Stated exercise:
From the line with "bromeliad plant in this photo." through the final line, transcribe the material below character for character; include no other lines.

Dataset records:
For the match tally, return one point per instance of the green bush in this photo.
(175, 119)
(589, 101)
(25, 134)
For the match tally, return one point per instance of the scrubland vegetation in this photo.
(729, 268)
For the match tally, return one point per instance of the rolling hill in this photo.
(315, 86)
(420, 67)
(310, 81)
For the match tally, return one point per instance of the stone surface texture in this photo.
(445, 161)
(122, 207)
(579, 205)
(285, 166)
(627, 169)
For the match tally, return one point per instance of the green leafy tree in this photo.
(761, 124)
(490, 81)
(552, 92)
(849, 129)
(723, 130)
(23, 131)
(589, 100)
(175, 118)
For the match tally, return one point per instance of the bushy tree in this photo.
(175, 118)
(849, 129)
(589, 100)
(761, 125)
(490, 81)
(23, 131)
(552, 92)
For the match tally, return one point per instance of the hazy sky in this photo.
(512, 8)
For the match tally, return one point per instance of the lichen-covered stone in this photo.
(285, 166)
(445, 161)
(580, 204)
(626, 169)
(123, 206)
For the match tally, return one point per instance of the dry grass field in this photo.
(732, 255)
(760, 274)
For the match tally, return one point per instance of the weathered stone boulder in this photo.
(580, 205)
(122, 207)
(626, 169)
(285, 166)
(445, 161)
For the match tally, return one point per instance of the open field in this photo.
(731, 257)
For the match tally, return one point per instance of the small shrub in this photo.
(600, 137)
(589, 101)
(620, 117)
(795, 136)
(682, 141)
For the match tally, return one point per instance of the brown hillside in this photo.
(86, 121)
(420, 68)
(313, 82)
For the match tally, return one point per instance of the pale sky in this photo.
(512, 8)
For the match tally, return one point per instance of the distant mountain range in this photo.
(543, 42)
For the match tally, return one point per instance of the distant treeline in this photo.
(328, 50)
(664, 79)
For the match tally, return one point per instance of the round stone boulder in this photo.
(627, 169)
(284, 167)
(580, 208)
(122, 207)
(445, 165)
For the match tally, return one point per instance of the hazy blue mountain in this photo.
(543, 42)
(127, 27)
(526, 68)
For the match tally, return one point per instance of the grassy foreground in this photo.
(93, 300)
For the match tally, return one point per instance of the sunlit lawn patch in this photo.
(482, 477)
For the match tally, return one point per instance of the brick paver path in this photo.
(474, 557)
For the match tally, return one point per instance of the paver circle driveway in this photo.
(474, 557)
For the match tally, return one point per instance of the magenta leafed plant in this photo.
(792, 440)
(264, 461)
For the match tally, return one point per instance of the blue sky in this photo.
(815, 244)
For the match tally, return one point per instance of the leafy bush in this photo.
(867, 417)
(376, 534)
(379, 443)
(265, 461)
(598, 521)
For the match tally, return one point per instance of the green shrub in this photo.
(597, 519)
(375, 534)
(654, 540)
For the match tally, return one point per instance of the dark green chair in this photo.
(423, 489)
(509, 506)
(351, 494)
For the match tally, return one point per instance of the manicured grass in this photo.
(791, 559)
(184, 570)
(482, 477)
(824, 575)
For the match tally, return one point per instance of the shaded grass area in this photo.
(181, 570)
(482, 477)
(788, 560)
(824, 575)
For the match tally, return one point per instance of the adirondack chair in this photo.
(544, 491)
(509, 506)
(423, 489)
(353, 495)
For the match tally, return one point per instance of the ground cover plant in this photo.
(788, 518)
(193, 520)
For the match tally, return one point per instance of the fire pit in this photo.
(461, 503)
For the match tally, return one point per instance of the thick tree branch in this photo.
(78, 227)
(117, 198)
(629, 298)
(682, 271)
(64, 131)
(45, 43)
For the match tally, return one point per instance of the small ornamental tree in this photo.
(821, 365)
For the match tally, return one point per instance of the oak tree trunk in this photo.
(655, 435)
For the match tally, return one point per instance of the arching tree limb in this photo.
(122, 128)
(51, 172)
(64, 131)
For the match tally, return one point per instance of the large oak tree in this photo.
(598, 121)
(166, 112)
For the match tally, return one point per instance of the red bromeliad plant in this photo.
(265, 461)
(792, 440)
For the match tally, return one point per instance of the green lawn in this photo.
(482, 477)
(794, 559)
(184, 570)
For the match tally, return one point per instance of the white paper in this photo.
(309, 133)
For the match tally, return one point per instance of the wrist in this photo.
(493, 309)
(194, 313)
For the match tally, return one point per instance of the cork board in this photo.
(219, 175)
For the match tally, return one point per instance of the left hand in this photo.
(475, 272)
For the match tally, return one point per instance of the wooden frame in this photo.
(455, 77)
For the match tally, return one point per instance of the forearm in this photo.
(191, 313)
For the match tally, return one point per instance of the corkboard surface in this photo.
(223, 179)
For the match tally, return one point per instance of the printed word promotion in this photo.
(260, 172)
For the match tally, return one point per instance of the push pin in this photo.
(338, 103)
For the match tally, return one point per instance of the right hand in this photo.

Result:
For the match tally, return one point per instance of the red bromeliad plant in this photo.
(265, 461)
(792, 440)
For the match tally, return one point per instance of the green lawn in this photo.
(482, 477)
(794, 559)
(184, 570)
For the match tally, return one point per instance of the white paper in this photo.
(309, 133)
For the match tally, return one point per instance of the wrist in this photo.
(493, 309)
(194, 313)
For the match tally, return one point per instance of the cork board in this photo.
(219, 175)
For the match tally, return one point per instance of the left hand in this photo.
(475, 272)
For the match tally, return one point per instance of the wooden frame in this photo.
(455, 77)
For the match tally, return one point per instance of the forearm in this photo.
(191, 313)
For the match tally, return one point per instance of the corkboard surface in this photo.
(223, 179)
For the match tally, return one point per instance of the printed word promotion in this photo.
(260, 172)
For the match tally, return one point per instance of the push pin in this photo.
(338, 103)
For the match tally, return one point per instance of the right hand in this photo.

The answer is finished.